- **QUOTED PASSAGE**
━━━━━━━━━━━━━━━━━━━━━━━━━━━━━━

# Swarm just moved into the eaves.



## DLMKA (Feb 7, 2012)

Got a message from a friend about a swarm JUST moving into the eaves of his friends house a few hours ago. What do you suggest? Bee Quick and smoke with a nuc just outside the entrance baited with LGO? Bee quick and a bee vac? Would rather do it tomorrow before they get comb drawn and it turns into a cut-out.


----------



## bevy's honeybees (Apr 21, 2011)

Last spring something similar happened at my son's house. A swarm moved into his garage wall from a hole just below electric meter. Walls made of cinder block. They'd been there a couple days. My friend and I went over and kept smoking it, and then I started rapping on the exterior wall, which then even more bees started coming out. I would have used bee go if I'd had some. My mentor told me how they dont like noise and vibration and this was working. I got something plastic, I think one of the grandkid's toys and kept it up while my friend kept smoking into the entrance. It didn't take long and they came out, circling around and ended up swarming to a bush branch maybe 20 feet away. It was a small swarm, about cantelope size. We cut the branch, put it in a hive box with a few frames and a transport screen and took them home. My son plugged the hole. It turned out to be one of my best producers last fall, it did really well. It was the constant rapping on the wall that really got them moving out I think.


----------

━━━━━━━━━━━━━━━━━━━━━━━━━━━━━━

- **SOURCE MATERIAL**
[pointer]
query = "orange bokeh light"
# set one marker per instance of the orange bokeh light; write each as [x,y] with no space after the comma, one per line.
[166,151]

━━━━━━━━━━━━━━━━━━━━━━━━━━━━━━

- **TASK**
In the forum thread about the swarm in the eaves, what material was the son's garage wall made of?

- **FINISHED ANSWER**
Cinder block.